Rows from a data collection
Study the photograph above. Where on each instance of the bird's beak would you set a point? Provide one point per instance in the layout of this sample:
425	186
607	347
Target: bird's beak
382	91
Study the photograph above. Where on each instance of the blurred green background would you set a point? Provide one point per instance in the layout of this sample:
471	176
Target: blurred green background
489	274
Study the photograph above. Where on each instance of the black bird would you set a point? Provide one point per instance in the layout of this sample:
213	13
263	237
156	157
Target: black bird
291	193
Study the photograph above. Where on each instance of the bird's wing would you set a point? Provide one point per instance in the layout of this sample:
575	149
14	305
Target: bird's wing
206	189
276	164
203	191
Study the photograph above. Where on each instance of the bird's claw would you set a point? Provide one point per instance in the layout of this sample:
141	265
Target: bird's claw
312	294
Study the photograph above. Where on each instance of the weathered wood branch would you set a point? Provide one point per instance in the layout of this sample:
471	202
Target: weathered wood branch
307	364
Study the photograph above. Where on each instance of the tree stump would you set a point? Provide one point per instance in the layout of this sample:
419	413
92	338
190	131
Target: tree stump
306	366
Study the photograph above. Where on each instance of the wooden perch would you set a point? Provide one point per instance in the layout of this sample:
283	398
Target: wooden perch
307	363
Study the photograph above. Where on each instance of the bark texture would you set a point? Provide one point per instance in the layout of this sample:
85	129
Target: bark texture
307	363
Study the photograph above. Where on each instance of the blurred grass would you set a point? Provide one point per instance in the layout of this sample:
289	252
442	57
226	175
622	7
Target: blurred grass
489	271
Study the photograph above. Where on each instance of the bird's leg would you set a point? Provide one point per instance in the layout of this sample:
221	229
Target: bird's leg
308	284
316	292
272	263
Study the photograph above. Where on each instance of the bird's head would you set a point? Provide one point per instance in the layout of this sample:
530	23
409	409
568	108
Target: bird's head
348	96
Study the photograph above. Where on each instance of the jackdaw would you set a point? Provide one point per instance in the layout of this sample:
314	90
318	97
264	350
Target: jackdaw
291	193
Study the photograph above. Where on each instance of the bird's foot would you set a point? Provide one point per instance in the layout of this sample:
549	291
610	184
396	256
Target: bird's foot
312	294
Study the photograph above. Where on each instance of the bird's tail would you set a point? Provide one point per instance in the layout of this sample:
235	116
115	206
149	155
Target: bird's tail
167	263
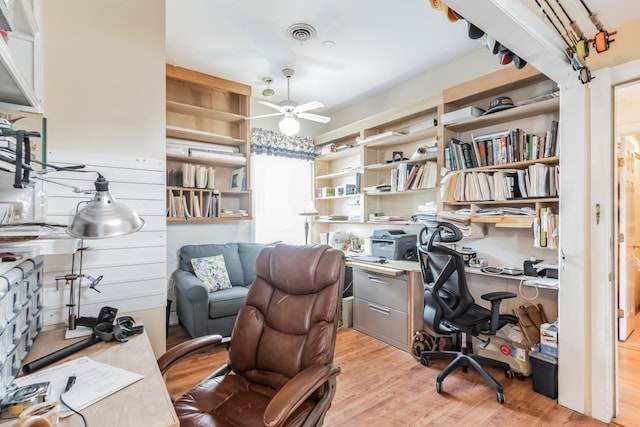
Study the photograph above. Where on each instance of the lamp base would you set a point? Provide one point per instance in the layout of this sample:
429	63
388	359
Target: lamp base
79	331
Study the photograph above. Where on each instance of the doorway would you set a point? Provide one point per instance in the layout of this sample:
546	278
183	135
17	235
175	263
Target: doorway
627	137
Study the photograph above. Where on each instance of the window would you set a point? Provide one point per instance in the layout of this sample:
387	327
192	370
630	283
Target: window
282	173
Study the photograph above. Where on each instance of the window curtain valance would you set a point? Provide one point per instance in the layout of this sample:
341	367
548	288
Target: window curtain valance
272	143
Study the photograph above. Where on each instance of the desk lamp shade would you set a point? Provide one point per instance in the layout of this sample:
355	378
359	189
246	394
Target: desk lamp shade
104	217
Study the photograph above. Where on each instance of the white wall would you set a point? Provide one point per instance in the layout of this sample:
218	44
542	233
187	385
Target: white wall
431	83
104	87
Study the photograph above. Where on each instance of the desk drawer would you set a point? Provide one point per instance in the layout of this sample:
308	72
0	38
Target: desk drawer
388	291
383	323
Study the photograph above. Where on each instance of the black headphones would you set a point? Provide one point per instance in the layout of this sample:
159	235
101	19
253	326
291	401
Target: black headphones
124	327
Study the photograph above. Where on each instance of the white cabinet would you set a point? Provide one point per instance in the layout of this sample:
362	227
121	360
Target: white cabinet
20	56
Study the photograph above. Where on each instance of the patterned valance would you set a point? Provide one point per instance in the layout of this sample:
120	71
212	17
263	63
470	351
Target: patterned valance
278	144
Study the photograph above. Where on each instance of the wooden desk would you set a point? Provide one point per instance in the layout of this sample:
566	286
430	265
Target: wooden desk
143	403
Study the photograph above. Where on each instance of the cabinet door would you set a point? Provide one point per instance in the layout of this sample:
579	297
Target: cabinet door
387	291
383	323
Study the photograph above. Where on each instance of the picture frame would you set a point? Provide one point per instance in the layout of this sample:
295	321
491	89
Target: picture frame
238	179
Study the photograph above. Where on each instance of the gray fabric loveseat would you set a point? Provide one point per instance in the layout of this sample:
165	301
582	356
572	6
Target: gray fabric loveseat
202	311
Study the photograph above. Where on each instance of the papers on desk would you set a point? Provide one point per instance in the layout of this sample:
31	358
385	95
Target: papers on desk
542	282
94	381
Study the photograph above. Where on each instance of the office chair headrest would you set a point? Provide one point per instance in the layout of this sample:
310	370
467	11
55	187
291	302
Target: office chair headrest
441	231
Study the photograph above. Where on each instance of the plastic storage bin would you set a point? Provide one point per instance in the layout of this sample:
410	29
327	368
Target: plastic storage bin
545	374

● Task to carry out
Copy every row above word for word, and leave the pictures out of your copy.

● Task output
Study the photograph above. Where on each instance of the bird's beak would you set a point? Provide one point per instance in the layout of this sample:
425	186
607	347
Target: bird's beak
382	91
Study the photograph above. Where on each instance of the blurred green background would you set a point? Provide one point per instance in the layout of this sample:
471	176
Target: blurred green background
489	274
Study the photograph above. Where on each instance of the black bird would you set a point? Provide one point per instance in the layout of this sample:
213	13
263	237
156	157
Target: black bird
291	193
Study the photograph above. Where on each instance of the bird's wing would you set a point? Provide one point per instance in the layout of this sample:
575	149
14	305
Target: bird's wing
206	189
276	164
203	191
Study the photograph above. Where on each instance of the bird's claw would you set a point? Provide one point per instance in the layout of this sample:
141	265
Target: bird's claw
312	294
Study the photograph above. Where on each instance of the weathered wood branch would you set a point? Provide one point per instance in the layout of this sample:
471	202
Target: weathered wood branch
307	364
Study the photograph above. Where on each instance of the tree stump would you set a point? Provide one point per instance in the layout of this sample:
419	413
92	338
190	131
Target: tree stump
306	366
Study the photograph above. Where on each instance of the wooden perch would you set a point? Provide one point per instance in the layout of this sample:
283	398
Target: wooden perch
307	363
Study the photograph above. Where on each instance of the bark texture would you set a point? Provide one point per instance in the layout of this sample:
85	129
Target: bark texture
307	363
Study the photograph above. Where on each instance of the blurred grass would you set a point? Provide one point per instance in the layout of this sample:
289	252
442	57
226	175
622	7
Target: blurred grass
489	271
Study the photograph above. Where on each instance of the bird's leg would you set a point? Provide one point per instance in the layout of this sample:
221	229
Target: bird's leg
308	284
316	292
272	263
Study the photograph above. Where on each instance of the bird's head would you set a point? Provide one point per instance in the layout of this sample:
530	23
409	409
568	108
Target: bird's head
348	96
Study the photograph above. Where on each instance of the jackdaw would you set a point? Provide one point per instance in the layout of this sample:
314	90
318	97
264	350
Target: jackdaw
291	193
Study the photograph above. Where on each instance of the bird's foot would you set a point? Provide one point per instance in the layout of this sample:
549	291
610	184
396	256
Target: bird's foot
312	294
Study the photograph above. Where on each instance of the bird's tail would you set a point? Provide one point per instance in the layout of this sample:
235	116
115	206
149	155
Target: bird's tail
167	263
Study the photograph above. Where on each instance of the lamp base would you set a point? Provide one point per instance in the layout of this sample:
429	63
388	359
Target: lamp base
79	331
Study the photograph above. Where on each instance of the doorway would you set a point? Provide one point per instance in the layout of this sample:
546	278
183	135
17	235
175	263
Target: doorway
627	137
Study the photograph above. Where on each instance of the window would you set a point? Provide one point per instance in the layout of this sample:
387	327
192	370
630	283
Target: window
282	173
Study the photograph above. Where on each instance of the window curtain valance would you set a point? Provide one point per instance in the layout of this sample:
341	367
548	288
Target: window curtain valance
272	143
Study the photograph above. Where on each instance of the desk lamp shade would you set a point? Provide one point per instance in the layout of this sample:
355	378
359	189
246	394
Target: desk lamp shade
104	217
Study the photograph above. Where on each instance of the white wall would you set a point? Provide one point per instance in the layout of this sample:
218	44
542	233
187	385
Target: white wall
431	83
104	87
Study the photograph above. Where on each instance of the desk drawer would you set a point? Provide one point per instance in the layout of this sample:
308	72
0	38
Target: desk drawer
388	291
383	323
Study the photograph above. Where on each instance of the black headphones would you set a point? Provide one point per instance in the layout of this sample:
159	235
101	19
253	326
291	401
Target: black headphones
124	327
Study the photograph above. Where on each instance of the white cabinet would you set a point? Provide one point per instance in the layout of this sample:
362	227
121	360
Target: white cabinet
20	56
Study the photograph above. Where on each instance of the patterned valance would you set a point? Provide one point per instance in the layout of this sample:
120	71
212	17
263	63
470	351
Target: patterned valance
278	144
Study the photograph above. Where on each instance of the wooden desk would you set a point? Provide one point per instance in the layout of this sample:
566	286
430	265
Target: wooden desk
143	403
Study the photograph above. Where on each instance of the cabinet door would you set a point? Provide one point per instance in the layout of this sample:
579	297
Target: cabinet door
387	291
383	323
Study the photograph above. Where on each instance of the picture frame would you set a point? Provide one point per instance in the layout of this sample:
295	321
491	89
Target: picture frame
238	179
Study the photograph above. Where on each instance of the gray fabric loveseat would you set a point? Provide one point per instance in the layout of this sample:
165	301
582	356
572	6
Target: gray fabric loveseat
202	311
Study the photograph above. Where on each instance of the papers on desk would you set a point? Provide one point per instance in the layout of this sample:
31	358
385	95
Target: papers on desk
542	282
94	381
Study the photograph above. Where on each instance of the office chair headrest would you set a point? Provide one point per instance in the layout of this sample:
310	370
467	11
55	187
291	302
Target: office chair headrest
441	231
Study the photograph above. Where on each instance of the plastic storage bin would you set a point? Provide one point per instance in the layout of this sample:
410	29
327	368
Target: plastic storage bin
545	374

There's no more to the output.